DATA FOR PROCESSING |
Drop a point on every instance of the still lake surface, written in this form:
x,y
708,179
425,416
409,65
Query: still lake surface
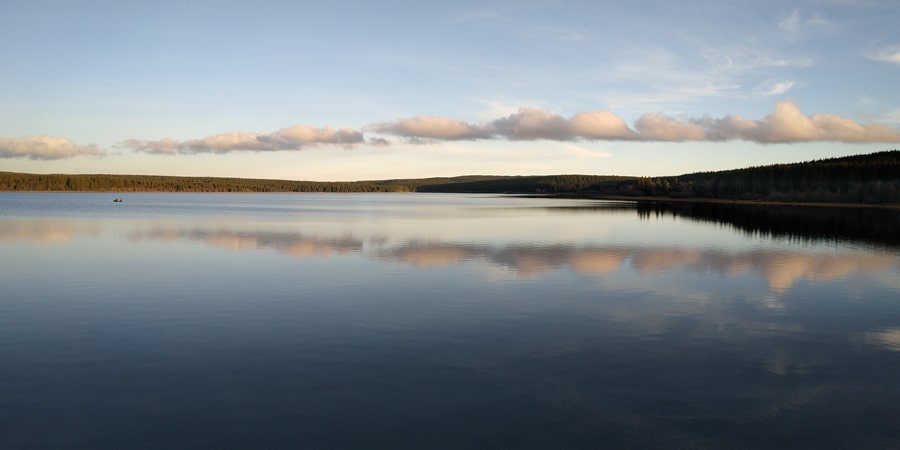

WORK TO COMPLETE | Transcribe all of the records above exactly; no image should appear in what you write.

EXERCISE RESPONSE |
Drop a point on every instance of the still lake surface, written in this form:
x,y
708,179
425,416
409,65
Query: still lake surface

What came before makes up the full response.